▸ **Aim 1**
Count the lines in the records below that contain the string "window", treating case as significant. Reply with the count alone.

▸ **Provided text**

Inverse of the sum of matrices

I have two square matrices: $A$ and $B$. $A^{-1}$ is known and I want to calculate $(A+B)^{-1}$. Are there theorems that help with calculating the inverse of the sum of matrices? In general case $B^{-1}$ is not known, but if it is necessary then it can be assumed that $B^{-1}$ is also known.


In general, $A+B$ need not be invertible, even when $A$ and $B$ are. But one might ask whether you can have a formula under the additional assumption that $A+B$ is invertible.

As noted by Adrián Barquero, there is a paper by Ken Miller published in the Mathematics Magazine in 1981 that addresses this.

He proves the following:

Lemma. If $A$ and $A+B$ are invertible, and $B$ has rank $1$, then let $g=\operatorname{trace}(BA^{-1})$. Then $g\neq -1$ and $$(A+B)^{-1} = A^{-1} - \frac{1}{1+g}A^{-1}BA^{-1}.$$

From this lemma, we can take a general $A+B$ that is invertible and write it as $A+B = A + B_1+B_2+\cdots+B_r$, where $B_i$ each have rank $1$ and such that each $A+B_1+\cdots+B_k$ is invertible (such a decomposition always exists if $A+B$ is invertible and $\mathrm{rank}(B)=r$). Then you get:

Theorem. Let $A$ and $A+B$ be nonsingular matrices, and let $B$ have rank $r\gt 0$. Let $B=B_1+\cdots+B_r$, where each $B_i$ has rank $1$, and each $C_{k+1} = A+B_1+\cdots+B_k$ is nonsingular. Setting $C_1 = A$, then $$C_{k+1}^{-1} = C_{k}^{-1} - g_kC_k^{-1}B_kC_k^{-1}$$ where $g_k = \frac{1}{1 + \operatorname{trace}(C_k^{-1}B_k)}$. In particular, $$(A+B)^{-1} = C_r^{-1} - g_rC_r^{-1}B_rC_r^{-1}.$$

(If the rank of $B$ is $0$, then $B=0$, so $(A+B)^{-1}=A^{-1}$).


It is shown in On Deriving the Inverse of a Sum of Matrices that

$(A+B)^{-1}=A^{-1}-A^{-1}B(A+B)^{-1}$.

This equation cannot be used to calculate $(A+B)^{-1}$, but it is useful for perturbation analysis where $B$ is a perturbation of $A$. There are several other variations of the above form (see equations (22)-(26) in this paper).

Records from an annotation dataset

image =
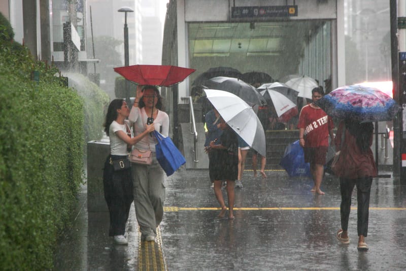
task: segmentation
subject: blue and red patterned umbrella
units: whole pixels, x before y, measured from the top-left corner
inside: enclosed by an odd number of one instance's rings
[[[361,85],[341,86],[315,103],[332,117],[362,122],[392,121],[400,108],[383,92]]]

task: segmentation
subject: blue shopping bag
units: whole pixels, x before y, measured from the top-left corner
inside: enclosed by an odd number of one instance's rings
[[[301,176],[312,177],[310,165],[309,163],[304,163],[304,153],[299,143],[299,140],[289,144],[286,147],[279,165],[286,170],[291,177]]]
[[[186,161],[170,137],[164,137],[156,131],[154,131],[154,135],[158,141],[155,145],[156,160],[166,176],[170,176]]]

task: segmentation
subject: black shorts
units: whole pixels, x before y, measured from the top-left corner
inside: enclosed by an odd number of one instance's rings
[[[311,164],[325,165],[326,164],[326,155],[328,147],[320,146],[314,147],[304,147],[304,162]]]

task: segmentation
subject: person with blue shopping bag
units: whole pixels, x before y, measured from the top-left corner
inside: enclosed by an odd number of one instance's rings
[[[161,97],[155,86],[137,86],[136,99],[128,119],[133,123],[136,134],[143,132],[148,125],[153,123],[156,130],[163,136],[168,136],[169,117],[162,111]],[[134,146],[142,152],[151,150],[150,164],[132,163],[134,203],[142,241],[155,241],[156,228],[163,217],[165,177],[156,159],[156,143],[155,137],[151,133]]]

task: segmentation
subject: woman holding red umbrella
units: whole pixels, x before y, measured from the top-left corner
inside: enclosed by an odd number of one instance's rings
[[[153,123],[156,130],[163,136],[168,136],[169,117],[162,111],[161,100],[156,86],[137,86],[134,104],[128,117],[130,122],[134,124],[136,134],[143,132],[148,124]],[[155,140],[154,136],[146,136],[135,145],[138,149],[151,150],[152,164],[132,164],[134,203],[143,241],[155,241],[156,228],[163,216],[165,175],[156,160]]]

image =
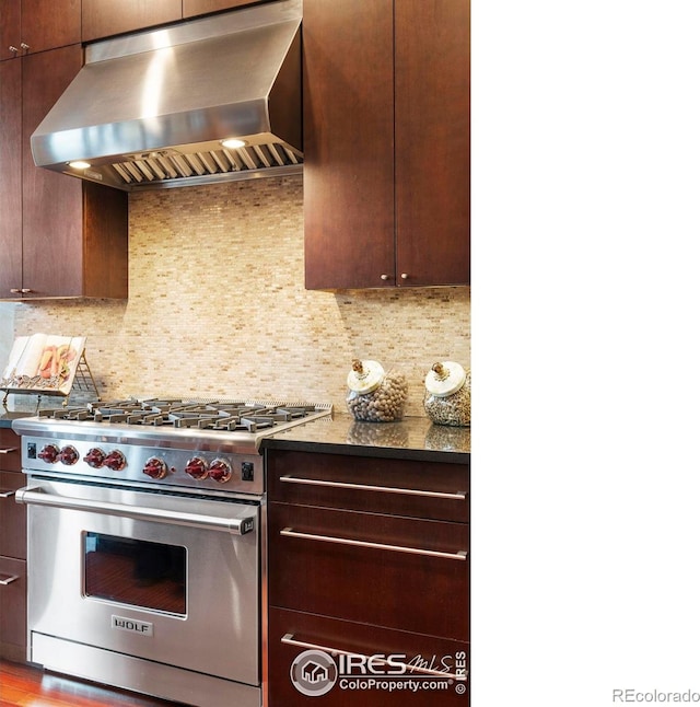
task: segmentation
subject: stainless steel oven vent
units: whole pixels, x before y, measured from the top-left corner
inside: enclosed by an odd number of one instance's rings
[[[88,45],[34,162],[124,190],[301,172],[301,22],[277,0]]]
[[[194,186],[213,181],[249,179],[301,171],[302,153],[282,142],[194,152],[155,150],[130,154],[124,162],[105,165],[85,176],[102,182],[105,175],[129,190]],[[114,186],[110,183],[110,186]]]

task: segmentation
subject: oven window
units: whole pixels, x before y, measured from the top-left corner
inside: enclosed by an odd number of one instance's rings
[[[85,594],[172,614],[187,613],[186,549],[84,533]]]

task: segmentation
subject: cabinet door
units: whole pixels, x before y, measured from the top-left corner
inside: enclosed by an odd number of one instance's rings
[[[22,35],[34,54],[80,43],[80,0],[22,0]]]
[[[395,285],[393,14],[304,0],[307,289]]]
[[[300,654],[314,649],[320,649],[329,658],[332,656],[339,673],[342,668],[342,674],[326,694],[305,697],[292,683],[292,667],[298,665],[295,675],[299,676]],[[348,670],[347,663],[341,665],[339,653],[334,650],[352,652],[358,657],[392,656],[395,665],[385,669],[378,662],[365,661],[362,674],[362,661],[355,659],[354,667]],[[468,653],[469,646],[464,642],[273,609],[269,621],[268,704],[270,707],[316,703],[325,707],[468,707]],[[399,673],[401,669],[397,667],[400,663],[409,664],[406,673]],[[420,667],[438,674],[420,672],[417,670]],[[393,671],[394,675],[386,674],[385,670]],[[392,680],[396,684],[402,674],[410,675],[413,685],[420,685],[415,689],[377,686],[377,683]],[[465,680],[462,680],[463,675]],[[376,680],[375,686],[368,688],[368,681],[372,679]]]
[[[183,19],[182,0],[82,0],[83,42]]]
[[[72,45],[31,54],[23,63],[23,287],[25,297],[82,293],[82,182],[34,165],[32,132],[82,66]]]
[[[396,2],[397,271],[469,282],[469,0]]]
[[[14,0],[13,0],[14,1]],[[22,60],[0,61],[0,298],[22,287]]]
[[[20,48],[22,35],[22,5],[20,0],[0,0],[0,61],[18,55],[10,47]]]
[[[26,658],[26,563],[0,557],[0,656]]]
[[[23,474],[0,472],[0,555],[26,559],[26,507],[13,491],[25,485]]]
[[[255,0],[183,0],[183,18],[194,18],[198,14],[233,10],[253,4]]]

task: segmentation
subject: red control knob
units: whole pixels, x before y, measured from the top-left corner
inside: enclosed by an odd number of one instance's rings
[[[197,480],[209,476],[209,464],[201,456],[192,456],[185,466],[185,473]]]
[[[127,460],[118,449],[115,449],[105,456],[103,464],[113,472],[120,472],[127,465]]]
[[[143,473],[158,480],[167,474],[167,464],[158,456],[151,456],[143,465]]]
[[[88,466],[100,468],[105,463],[105,453],[98,447],[93,447],[88,450],[88,454],[83,459],[88,462]]]
[[[209,466],[209,476],[214,482],[225,484],[231,478],[231,464],[223,459],[215,459]]]
[[[47,444],[44,449],[37,454],[37,456],[47,464],[56,464],[58,461],[58,455],[60,451],[56,444]]]
[[[67,444],[58,453],[58,461],[61,464],[66,464],[70,466],[71,464],[74,464],[78,461],[79,456],[80,455],[78,454],[78,450],[71,444]]]

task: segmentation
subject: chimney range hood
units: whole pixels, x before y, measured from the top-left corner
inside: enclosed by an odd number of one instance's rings
[[[281,0],[88,45],[34,162],[127,192],[300,173],[301,21]]]

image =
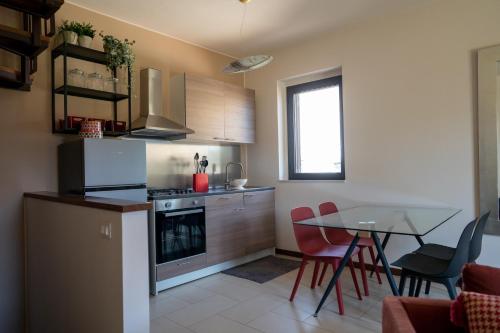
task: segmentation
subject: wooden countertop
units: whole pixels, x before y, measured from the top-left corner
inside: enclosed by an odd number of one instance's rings
[[[153,207],[150,202],[139,202],[121,199],[85,197],[83,195],[62,194],[57,192],[26,192],[24,197],[61,202],[69,205],[91,207],[115,212],[128,213],[148,210]]]

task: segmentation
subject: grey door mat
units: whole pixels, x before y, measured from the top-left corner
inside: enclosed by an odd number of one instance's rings
[[[300,267],[300,261],[268,256],[247,264],[222,271],[257,283],[265,283]]]

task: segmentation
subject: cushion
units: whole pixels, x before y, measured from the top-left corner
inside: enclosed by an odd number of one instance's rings
[[[464,306],[463,293],[458,295],[458,297],[450,305],[450,321],[453,325],[463,328],[467,326],[467,317]]]
[[[500,295],[500,269],[467,264],[462,270],[463,290],[481,294]]]
[[[500,296],[461,294],[470,333],[500,333]]]

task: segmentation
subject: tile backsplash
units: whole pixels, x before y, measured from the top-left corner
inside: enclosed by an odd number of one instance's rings
[[[149,187],[192,187],[194,155],[200,161],[207,156],[210,187],[223,186],[228,162],[240,162],[239,145],[193,144],[184,142],[146,141],[147,172]],[[230,179],[240,178],[238,168],[231,167]]]

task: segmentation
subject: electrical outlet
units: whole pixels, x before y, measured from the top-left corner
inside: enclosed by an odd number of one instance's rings
[[[111,239],[111,223],[101,225],[101,235],[105,239]]]

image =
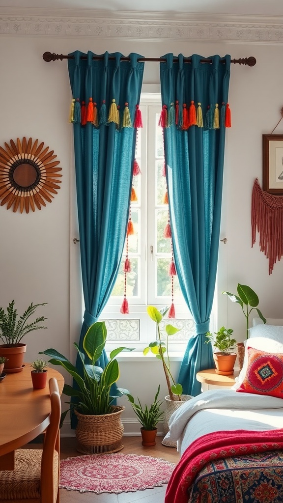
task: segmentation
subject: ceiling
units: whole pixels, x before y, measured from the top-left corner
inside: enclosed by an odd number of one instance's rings
[[[38,9],[64,9],[80,11],[84,15],[84,10],[99,11],[105,12],[124,12],[185,13],[214,15],[235,15],[253,16],[283,16],[283,0],[0,0],[1,8],[28,9],[32,15],[32,10]],[[55,12],[54,13],[56,14]]]

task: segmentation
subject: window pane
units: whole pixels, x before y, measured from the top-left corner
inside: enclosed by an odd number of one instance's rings
[[[164,204],[164,196],[166,192],[166,178],[163,176],[163,161],[156,161],[156,198],[157,206]]]
[[[138,269],[139,261],[137,258],[130,257],[131,271],[127,273],[127,297],[135,297],[138,295]],[[124,267],[124,257],[122,259],[119,273],[114,286],[111,296],[121,297],[124,295],[125,273]]]
[[[168,221],[168,210],[159,209],[157,211],[157,252],[158,253],[171,253],[171,241],[168,237],[164,237],[164,229]]]
[[[158,297],[171,296],[172,276],[170,276],[169,267],[172,259],[157,259],[157,288]],[[174,297],[183,299],[180,284],[177,276],[173,276]]]

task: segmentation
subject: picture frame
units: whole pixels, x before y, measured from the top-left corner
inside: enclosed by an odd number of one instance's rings
[[[283,196],[283,134],[262,135],[262,188]]]

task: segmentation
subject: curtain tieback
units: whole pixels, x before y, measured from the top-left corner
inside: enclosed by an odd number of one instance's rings
[[[195,331],[197,333],[206,333],[209,330],[210,318],[208,318],[206,321],[203,323],[196,323]]]
[[[97,318],[96,318],[95,316],[93,316],[92,314],[91,314],[91,313],[89,313],[88,311],[85,311],[85,314],[84,314],[84,319],[86,322],[86,324],[87,324],[88,326],[91,326],[91,325],[93,325],[94,323],[95,323],[95,322],[97,321]]]

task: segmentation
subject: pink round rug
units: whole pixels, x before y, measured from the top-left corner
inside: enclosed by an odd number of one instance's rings
[[[61,460],[59,487],[80,492],[127,492],[167,484],[175,468],[159,458],[96,454]]]

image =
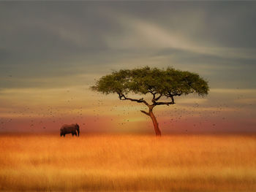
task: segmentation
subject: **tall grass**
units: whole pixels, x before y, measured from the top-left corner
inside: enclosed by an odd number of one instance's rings
[[[0,191],[256,191],[256,137],[0,135]]]

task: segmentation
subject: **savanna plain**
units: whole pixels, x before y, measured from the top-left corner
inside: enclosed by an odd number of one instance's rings
[[[0,135],[0,191],[256,191],[255,135]]]

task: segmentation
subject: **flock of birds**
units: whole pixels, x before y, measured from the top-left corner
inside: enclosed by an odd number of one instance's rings
[[[67,93],[71,94],[69,90],[67,91]],[[92,95],[91,96],[99,98],[99,94],[97,94],[97,96]],[[243,98],[243,96],[238,95],[237,98]],[[116,100],[113,104],[111,104],[104,101],[104,98],[102,98],[102,99],[98,99],[90,104],[92,116],[91,115],[89,118],[88,117],[88,109],[86,110],[87,112],[84,112],[85,106],[74,106],[75,96],[70,96],[69,99],[65,101],[66,109],[63,108],[63,106],[62,107],[56,107],[48,105],[45,107],[39,108],[31,108],[29,106],[25,106],[22,110],[9,112],[10,116],[13,118],[7,119],[0,117],[0,128],[4,129],[8,126],[8,124],[24,118],[28,119],[26,123],[31,129],[45,129],[48,127],[50,128],[50,126],[54,126],[54,124],[58,124],[59,126],[65,124],[67,120],[72,121],[72,123],[78,123],[80,126],[86,126],[88,124],[88,121],[91,120],[93,121],[92,123],[96,123],[100,122],[102,117],[106,117],[106,115],[110,117],[108,120],[110,121],[112,125],[116,123],[116,126],[118,127],[125,125],[129,126],[131,123],[130,122],[132,121],[131,120],[135,116],[138,117],[138,115],[141,118],[144,118],[148,121],[148,126],[152,126],[151,121],[148,117],[140,112],[140,110],[147,110],[146,107],[141,104],[129,101],[120,101],[117,97]],[[239,108],[242,107],[243,105],[241,104],[233,107],[233,112],[238,112]],[[190,105],[184,106],[178,104],[177,102],[176,104],[169,107],[156,107],[154,110],[160,126],[163,128],[168,126],[175,127],[177,123],[184,122],[189,122],[191,127],[203,127],[206,123],[208,126],[216,127],[218,126],[217,123],[214,123],[217,119],[218,123],[221,122],[221,120],[226,120],[224,112],[230,107],[231,107],[225,104],[206,105],[193,103]],[[104,111],[102,111],[103,108]],[[69,110],[67,110],[67,109]],[[189,127],[187,127],[185,131],[188,131],[188,130],[189,130]]]

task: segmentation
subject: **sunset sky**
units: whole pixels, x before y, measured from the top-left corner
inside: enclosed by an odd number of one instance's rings
[[[255,23],[254,1],[1,1],[0,132],[154,134],[143,104],[89,89],[145,66],[209,83],[154,109],[163,134],[255,132]]]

▸ **Aim 2**
Continue the thread above on the inverse of a sum of matrices from the point where it stops.

▸ **Written reply 1**
2

▸ **Written reply 2**
This result is good because it only requires $A$ and $A+B$ to be nonsingular. As a comparison, the SMW identity or Ken Miller's paper (as mentioned in the other answers) requires some nonsingualrity or rank conditions of $B$.


This I found accidentally.

Suppose given $A$, and $B$, where $A$ and $A+B$ are invertible. Now we want to know the expression of $(A+B)^{-1}$ without imposing the all inverse. Now we follow the intuition like this. Suppose that we can express $(A+B)^{-1} = A^{-1} + X$, next we will present simple straight forward method to compute $X$ \begin{equation} (A+B)^{-1} = A^{-1} + X \end{equation} \begin{equation} (A^{-1} + X) (A + B) = I \end{equation} \begin{equation} A^{-1} A + X A + A^{-1} B + X B = I \end{equation} \begin{equation} X(A + B) = - A^{-1} B \end{equation} \begin{equation} X = - A^{-1} B ( A + B)^{-1} \end{equation} \begin{equation} X = - A^{-1} B (A^{-1} + X) \end{equation} \begin{equation} (I + A^{-1}B) X = - A^{-1} B A^{-1} \end{equation} \begin{equation} X = - (I + A^{-1}B)^{-1} A^{-1} B A^{-1} \end{equation}

This lemma is simplification of lemma presented by Ken Miller, 1981


$(A+B)^{-1} = A^{-1} - A^{-1}BA^{-1} + A^{-1}BA^{-1}BA^{-1} - A^{-1}BA^{-1}BA^{-1}BA^{-1} + \cdots$

provided $\|A^{-1}B\|<1$ or $\|BA^{-1}\| < 1$ (here $\|\cdot\|$ means norm). This is just the Taylor expansion of the inversion function together with basic information on convergence.

(posted essentially at the same time as mjqxxx)